PROBLEM REQUIREMENTS: Pull out every line in the items below that contains the string "cross". Case counts.

ENTRIES PROVIDED:
○ ○ ○ ○ ○ ○ ○
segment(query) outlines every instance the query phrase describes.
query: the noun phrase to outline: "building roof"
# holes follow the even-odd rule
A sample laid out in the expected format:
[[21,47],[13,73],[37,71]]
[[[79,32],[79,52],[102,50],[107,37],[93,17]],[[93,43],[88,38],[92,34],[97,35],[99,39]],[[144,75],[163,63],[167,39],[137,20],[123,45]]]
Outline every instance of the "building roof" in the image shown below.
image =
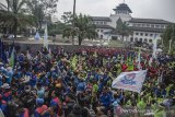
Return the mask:
[[116,9],[113,9],[114,11],[129,11],[129,13],[132,13],[130,8],[126,3],[120,3]]
[[114,27],[109,26],[109,25],[98,25],[98,24],[95,24],[96,28],[110,28],[113,30]]
[[91,16],[93,21],[107,21],[110,22],[110,19],[107,16]]
[[163,28],[151,28],[151,27],[136,27],[130,26],[132,31],[139,31],[139,32],[154,32],[154,33],[163,33]]
[[168,21],[160,20],[160,19],[136,19],[132,17],[130,23],[150,23],[150,24],[171,24]]

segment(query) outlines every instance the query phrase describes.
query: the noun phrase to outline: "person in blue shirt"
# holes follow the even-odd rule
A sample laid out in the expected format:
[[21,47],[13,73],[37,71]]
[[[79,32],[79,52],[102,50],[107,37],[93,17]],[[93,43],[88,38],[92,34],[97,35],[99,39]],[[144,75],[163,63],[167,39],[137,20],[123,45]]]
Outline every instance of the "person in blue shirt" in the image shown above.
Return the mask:
[[49,117],[50,108],[44,105],[43,98],[36,98],[36,106],[34,117]]
[[2,95],[0,94],[0,109],[3,112],[3,114],[7,114],[7,102],[2,100]]
[[100,97],[100,103],[102,106],[104,106],[105,108],[109,108],[110,104],[112,104],[112,96],[108,93],[107,89],[104,89],[101,97]]

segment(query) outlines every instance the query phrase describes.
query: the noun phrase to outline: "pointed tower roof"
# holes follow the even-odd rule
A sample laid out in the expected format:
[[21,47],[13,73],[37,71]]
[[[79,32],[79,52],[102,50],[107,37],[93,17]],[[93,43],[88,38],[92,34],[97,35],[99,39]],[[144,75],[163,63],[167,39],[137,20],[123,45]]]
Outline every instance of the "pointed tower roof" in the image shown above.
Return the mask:
[[130,8],[126,3],[120,3],[118,7],[113,9],[114,11],[128,11],[129,13],[132,13]]

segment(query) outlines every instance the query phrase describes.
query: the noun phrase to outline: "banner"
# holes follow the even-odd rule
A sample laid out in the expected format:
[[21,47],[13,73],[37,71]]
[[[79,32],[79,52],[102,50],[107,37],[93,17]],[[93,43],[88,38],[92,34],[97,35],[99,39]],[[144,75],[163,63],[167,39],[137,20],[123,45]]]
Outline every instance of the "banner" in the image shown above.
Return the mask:
[[147,70],[122,72],[113,81],[112,87],[140,93],[145,75]]

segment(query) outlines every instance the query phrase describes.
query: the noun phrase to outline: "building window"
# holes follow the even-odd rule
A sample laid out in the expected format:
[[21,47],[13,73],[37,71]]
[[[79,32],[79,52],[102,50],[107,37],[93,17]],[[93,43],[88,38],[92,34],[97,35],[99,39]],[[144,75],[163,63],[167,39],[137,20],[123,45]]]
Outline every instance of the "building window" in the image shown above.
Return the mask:
[[154,25],[152,24],[151,27],[154,27]]
[[138,24],[138,27],[140,27],[140,24]]
[[144,26],[145,26],[145,24],[142,24],[142,26],[144,27]]
[[143,36],[143,33],[140,33],[141,36]]
[[160,25],[155,25],[156,28],[160,28]]
[[103,39],[103,35],[101,35],[101,39]]
[[150,24],[147,24],[147,27],[150,27]]
[[164,28],[164,25],[163,25],[163,24],[161,25],[161,28]]
[[137,26],[137,24],[133,24],[133,26]]
[[130,38],[130,42],[133,42],[133,38],[132,38],[132,37]]
[[145,33],[145,36],[148,36],[149,34],[148,33]]
[[149,43],[152,43],[152,39],[149,39]]

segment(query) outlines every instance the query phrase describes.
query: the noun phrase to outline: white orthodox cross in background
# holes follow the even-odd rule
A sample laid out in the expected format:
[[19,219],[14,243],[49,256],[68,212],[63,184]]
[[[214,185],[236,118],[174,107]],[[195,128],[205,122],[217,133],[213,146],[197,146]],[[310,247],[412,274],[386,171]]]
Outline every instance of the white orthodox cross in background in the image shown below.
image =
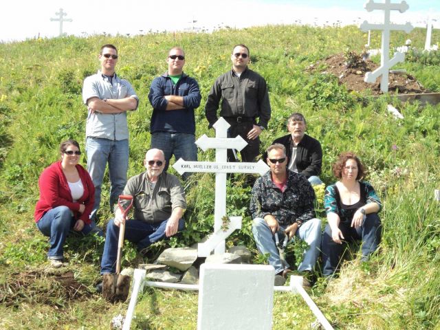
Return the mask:
[[58,19],[50,19],[51,21],[58,21],[60,22],[60,36],[63,36],[63,22],[72,22],[72,19],[64,19],[63,16],[66,16],[67,14],[63,11],[63,8],[60,8],[60,11],[58,12],[55,13],[56,15],[58,16]]
[[[222,117],[212,126],[215,129],[215,138],[208,138],[204,134],[195,144],[204,151],[215,148],[214,162],[186,162],[179,158],[173,166],[180,175],[185,172],[215,173],[214,233],[205,243],[199,243],[199,256],[208,256],[213,250],[216,254],[224,253],[225,239],[236,229],[241,228],[241,217],[228,217],[226,214],[226,173],[258,173],[263,175],[269,170],[269,166],[261,160],[256,163],[228,162],[228,149],[234,148],[239,151],[248,143],[240,135],[228,138],[228,129],[230,125]],[[223,226],[225,219],[229,220],[226,226]]]
[[380,80],[380,90],[382,93],[388,93],[388,70],[395,64],[403,62],[405,60],[405,54],[401,52],[395,53],[394,57],[389,58],[390,52],[390,32],[391,30],[405,31],[410,33],[414,28],[411,23],[407,22],[406,24],[391,24],[390,22],[390,13],[391,10],[399,10],[400,12],[404,12],[408,10],[409,6],[406,1],[402,1],[400,3],[391,3],[390,0],[384,0],[382,3],[374,2],[370,0],[364,5],[364,8],[367,12],[371,12],[374,10],[382,10],[384,12],[384,19],[383,24],[371,24],[364,21],[360,25],[360,29],[366,32],[370,30],[380,30],[382,31],[382,43],[381,47],[380,67],[374,70],[373,72],[367,72],[365,74],[365,82],[375,83],[376,79],[382,76]]

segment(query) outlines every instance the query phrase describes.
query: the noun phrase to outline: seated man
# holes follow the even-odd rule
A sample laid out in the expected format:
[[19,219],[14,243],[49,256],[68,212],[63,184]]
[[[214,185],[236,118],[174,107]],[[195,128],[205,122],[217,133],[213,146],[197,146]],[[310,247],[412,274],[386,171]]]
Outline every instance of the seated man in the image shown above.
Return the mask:
[[321,221],[315,218],[315,192],[305,176],[286,168],[283,144],[272,144],[266,152],[270,171],[257,179],[250,202],[256,246],[262,254],[269,253],[269,263],[275,268],[275,274],[286,277],[290,270],[280,258],[274,235],[278,233],[281,242],[285,234],[289,239],[296,236],[309,245],[298,270],[310,273],[321,242]]
[[[290,134],[278,138],[272,144],[280,143],[286,148],[287,168],[305,176],[312,186],[321,184],[319,178],[322,165],[322,149],[316,139],[305,134],[307,128],[301,113],[292,113],[287,119]],[[263,160],[266,158],[263,156]]]
[[[184,228],[185,193],[179,179],[163,172],[162,151],[151,149],[145,155],[146,170],[129,179],[124,195],[133,197],[133,219],[125,223],[124,239],[135,243],[141,253],[153,243],[170,237]],[[126,201],[124,201],[127,203]],[[115,219],[109,221],[101,262],[101,274],[113,274],[118,255],[120,224],[125,221],[116,206]]]

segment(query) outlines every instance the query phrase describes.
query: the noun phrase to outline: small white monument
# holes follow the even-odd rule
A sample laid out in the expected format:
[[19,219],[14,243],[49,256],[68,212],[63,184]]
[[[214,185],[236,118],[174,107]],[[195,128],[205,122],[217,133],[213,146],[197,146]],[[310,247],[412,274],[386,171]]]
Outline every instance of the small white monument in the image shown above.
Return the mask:
[[267,265],[201,265],[197,329],[271,329],[274,277]]
[[409,6],[406,1],[402,1],[400,3],[392,3],[391,0],[384,0],[384,3],[375,3],[373,0],[369,0],[365,3],[364,8],[368,12],[381,10],[384,10],[384,12],[383,24],[371,24],[366,21],[364,21],[360,25],[360,29],[364,32],[371,30],[380,30],[382,31],[380,67],[373,72],[367,72],[365,74],[364,81],[365,81],[365,82],[375,83],[376,79],[382,76],[380,90],[382,93],[387,93],[389,69],[393,67],[395,64],[403,62],[405,60],[405,54],[400,52],[397,52],[393,58],[389,58],[390,32],[391,30],[400,30],[409,33],[414,28],[409,22],[407,22],[406,24],[404,25],[391,24],[390,21],[390,11],[399,10],[400,12],[404,12],[408,10]]
[[[241,136],[228,138],[230,125],[222,117],[212,125],[215,138],[201,136],[195,144],[204,151],[215,148],[215,162],[187,162],[182,158],[173,165],[180,175],[185,172],[208,172],[215,173],[215,204],[214,210],[214,233],[205,243],[199,243],[199,256],[208,256],[212,250],[216,254],[225,252],[225,239],[236,229],[241,228],[241,217],[226,214],[226,173],[258,173],[263,175],[269,166],[262,160],[256,163],[228,162],[228,149],[243,149],[248,143]],[[225,223],[228,223],[225,228]]]
[[[431,35],[432,34],[432,21],[436,21],[430,17],[428,19],[428,23],[426,24],[426,39],[425,40],[425,50],[430,52],[433,50],[431,47]],[[437,49],[435,50],[437,50]]]
[[58,12],[55,13],[56,15],[58,15],[58,17],[57,19],[50,19],[50,21],[59,21],[60,22],[60,36],[63,36],[63,22],[72,22],[72,19],[64,19],[63,16],[66,16],[67,14],[63,11],[63,8],[60,8],[60,11]]

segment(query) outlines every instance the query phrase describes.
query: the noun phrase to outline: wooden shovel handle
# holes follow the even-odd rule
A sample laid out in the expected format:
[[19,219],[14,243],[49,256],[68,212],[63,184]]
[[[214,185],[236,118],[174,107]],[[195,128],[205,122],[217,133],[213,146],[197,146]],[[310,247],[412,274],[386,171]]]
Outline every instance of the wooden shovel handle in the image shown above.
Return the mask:
[[118,241],[118,257],[116,258],[116,274],[121,272],[121,258],[122,256],[122,246],[124,246],[124,233],[125,232],[125,222],[119,226],[119,240]]

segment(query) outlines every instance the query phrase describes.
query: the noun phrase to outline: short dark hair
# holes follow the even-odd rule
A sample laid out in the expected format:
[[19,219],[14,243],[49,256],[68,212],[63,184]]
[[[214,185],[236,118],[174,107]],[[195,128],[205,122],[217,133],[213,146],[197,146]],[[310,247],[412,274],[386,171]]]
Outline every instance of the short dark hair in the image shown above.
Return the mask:
[[281,144],[280,143],[274,143],[267,147],[266,149],[266,153],[269,155],[269,153],[271,152],[274,149],[280,149],[283,151],[285,155],[286,155],[286,147],[284,146],[284,144]]
[[78,148],[78,150],[81,151],[80,144],[78,143],[76,140],[69,139],[61,142],[61,144],[60,144],[60,152],[63,153],[69,146],[75,146]]
[[234,50],[236,47],[242,47],[243,48],[246,48],[246,50],[248,50],[248,55],[250,56],[250,50],[249,50],[249,48],[248,48],[247,45],[243,45],[243,43],[239,43],[238,45],[236,45],[232,47],[232,52],[234,52]]
[[171,52],[171,51],[173,50],[179,50],[182,51],[182,53],[184,53],[184,56],[185,55],[185,51],[180,46],[174,46],[174,47],[172,47],[171,48],[170,48],[170,50],[168,51],[168,55],[170,54],[170,53]]
[[99,54],[100,54],[101,55],[102,55],[102,50],[104,50],[104,48],[112,48],[115,50],[116,51],[116,54],[118,54],[118,50],[116,49],[115,45],[111,43],[107,43],[106,45],[104,45],[102,47],[101,47],[101,49],[99,51]]
[[342,170],[345,167],[345,163],[346,163],[346,161],[349,160],[354,160],[358,164],[358,176],[356,177],[356,179],[359,180],[364,177],[365,175],[364,165],[362,165],[360,160],[355,153],[352,153],[351,151],[341,153],[335,164],[333,164],[333,174],[335,177],[338,179],[342,177]]
[[304,116],[302,116],[302,113],[300,113],[299,112],[295,112],[290,115],[287,119],[287,124],[289,124],[290,122],[304,122],[304,124],[306,125],[307,124]]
○ ○ ○ ○ ○ ○ ○
RESULT:
query: the noun phrase to outline: white orthodox cross in background
Outline every instance of the white orthodox cross in background in the image shown below.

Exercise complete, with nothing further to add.